◆ Aim of the task ◆
Copy the lines of the records below verbatim, starting at the line containing "# mark the region of every instance of the tree" and ending at the line containing "[[[256,163],[256,121],[246,131],[242,143],[250,161],[252,163]]]", including both of those lines.

(Labeled area outline items)

+ + + + + + +

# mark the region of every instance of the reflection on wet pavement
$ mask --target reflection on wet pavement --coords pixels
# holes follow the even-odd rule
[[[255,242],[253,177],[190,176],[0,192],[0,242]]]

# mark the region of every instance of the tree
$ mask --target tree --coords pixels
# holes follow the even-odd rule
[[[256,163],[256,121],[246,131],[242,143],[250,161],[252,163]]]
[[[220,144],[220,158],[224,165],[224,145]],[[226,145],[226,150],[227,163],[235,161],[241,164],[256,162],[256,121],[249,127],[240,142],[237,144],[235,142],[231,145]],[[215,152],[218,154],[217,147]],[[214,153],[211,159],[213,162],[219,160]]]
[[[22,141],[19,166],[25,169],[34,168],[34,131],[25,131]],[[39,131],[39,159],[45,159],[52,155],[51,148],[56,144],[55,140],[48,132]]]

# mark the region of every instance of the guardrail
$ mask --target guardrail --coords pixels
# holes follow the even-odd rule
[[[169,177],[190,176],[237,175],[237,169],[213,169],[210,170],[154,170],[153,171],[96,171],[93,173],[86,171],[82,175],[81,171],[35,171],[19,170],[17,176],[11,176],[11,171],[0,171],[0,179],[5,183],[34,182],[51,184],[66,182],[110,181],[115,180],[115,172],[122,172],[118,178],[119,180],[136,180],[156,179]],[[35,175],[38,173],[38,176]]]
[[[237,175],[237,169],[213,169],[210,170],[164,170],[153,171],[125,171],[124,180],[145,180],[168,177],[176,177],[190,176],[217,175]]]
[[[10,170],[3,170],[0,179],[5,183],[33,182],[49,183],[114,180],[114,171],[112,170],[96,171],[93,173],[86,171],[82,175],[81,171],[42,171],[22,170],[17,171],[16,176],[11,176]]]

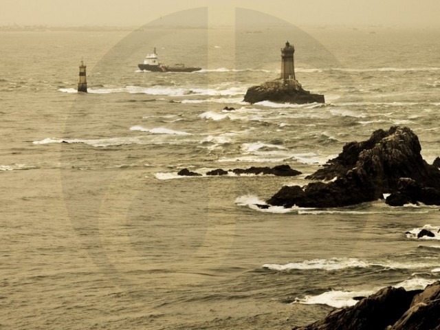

+ + + + + + +

◆ Output for this task ◆
# mark the region of every instance of the tree
$ mask --target tree --coords pixels
# holes follow the even-odd rule
[[[256,163],[256,121],[246,131],[242,143],[250,161],[252,163]]]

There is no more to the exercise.